Provided text:
● ● ● ● ● ● ●

Thursday 26 November 2009

Living In Oklahoma

Censorship is a parasite.

It eats away at all forms of free expression, regardless of the medium used as a conduit.

Supporters of censorship, often governments and organizations, like religious and parent groups, who volunteer as unofficial "morality police," want power and control. They may not admit it (and may not even realize it), but that's what they want.

To those people, opposing views and opinions are seen as threats. Those types of thoughts, if expressed, may evoke others to think critically. As such, the influence and power of those groups become unstable.

In the case of governments, the issue is quite "cut 'n dry" when considering places like North Korea and China, but censorship can be seen in places like Canada, too.

What the Canadian Human Rights Commission does and investigates can be seen as poster boy examples. Based on their track record, the government organization appears to be firmly opposed to freedom of expression.

In the case of religious organizations, parent groups, or other types of self-declared morality police, many examples could be mentioned. The international easy targets to bring up are certainly Islamic extremist groups, like the Taliban, but other religious groups support censorship, too.

A good example in recent years was the Danish Mohammed comic strip panel controversy. It managed to generate riots and death threats aimed at publications that printed it.

It would appear that some people couldn't take a joke.

On a more local level, remember a few months back when Marilyn Manson performed in Moncton, New Brunswick?

The public opinion pages of the local English language newspaper were loaded with letters telling readers that the singer's performance would send everyone, attending or not, to Hell.

● ● ● ● ● ● ●

Given data:
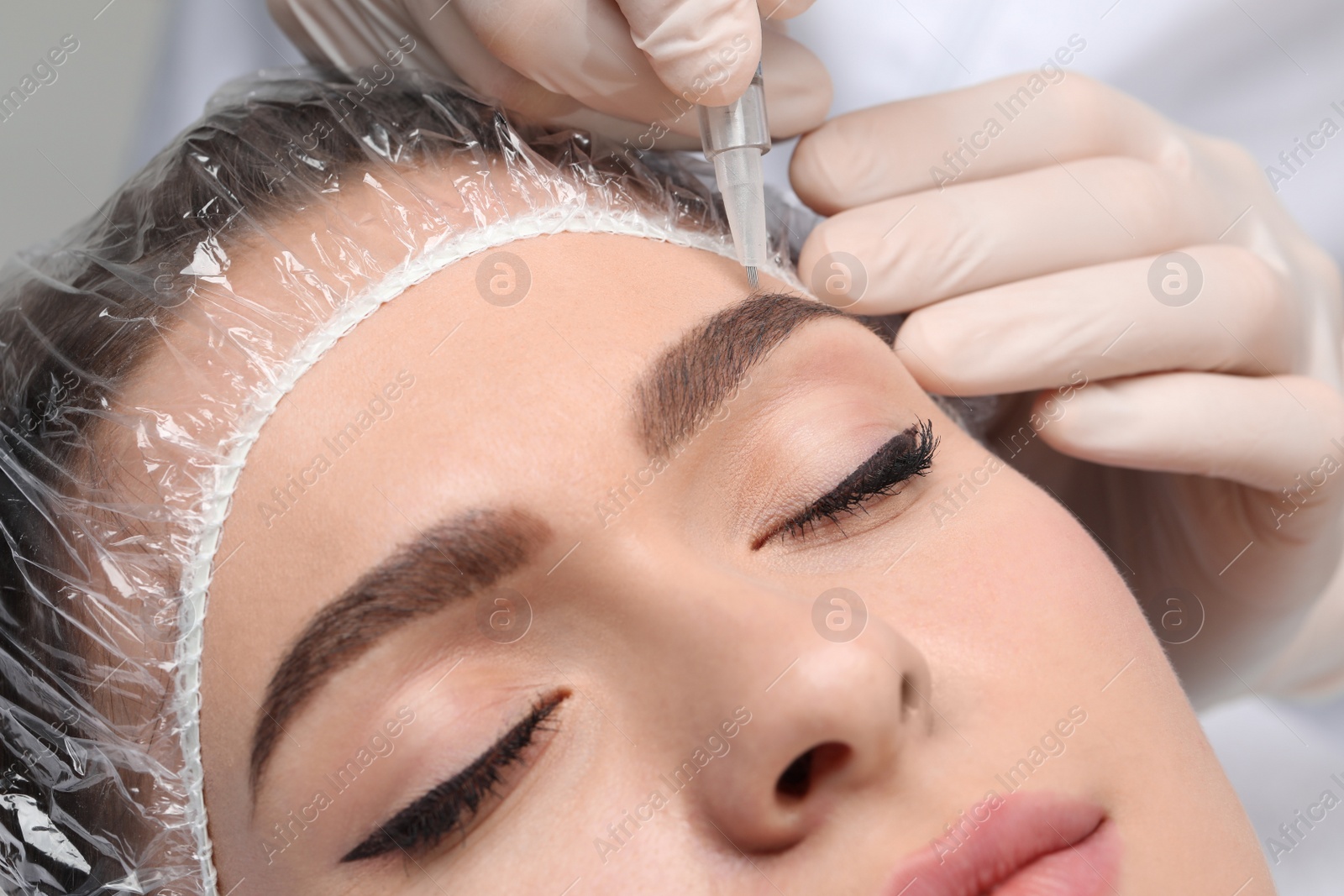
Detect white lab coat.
[139,0,1344,896]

● ● ● ● ● ● ●

Exercises:
(1) According to the article on censorship, what did the Danish Mohammed comic strip panel controversy generate?
(2) Copy from the article on censorship the part that opens with the words containing "What the Canadian" and closes with "Moncton, New Brunswick?".
(3) Based on the article on censorship, explain why supporters of censorship see opposing views and opinions as threats.
The data plays no part in this exercise.

Solutions to the tasks:
(1) It generated riots and death threats aimed at publications that printed it.

(2)
What the Canadian Human Rights Commission does and investigates can be seen as poster boy examples. Based on their track record, the government organization appears to be firmly opposed to freedom of expression.

In the case of religious organizations, parent groups, or other types of self-declared morality police, many examples could be mentioned. The international easy targets to bring up are certainly Islamic extremist groups, like the Taliban, but other religious groups support censorship, too.

A good example in recent years was the Danish Mohammed comic strip panel controversy. It managed to generate riots and death threats aimed at publications that printed it.

It would appear that some people couldn't take a joke.

On a more local level, remember a few months back when Marilyn Manson performed in Moncton, New Brunswick?

(3) When such views are expressed, they may lead others to think critically. That makes the influence and power of those groups unstable, and the article says these supporters want power and control.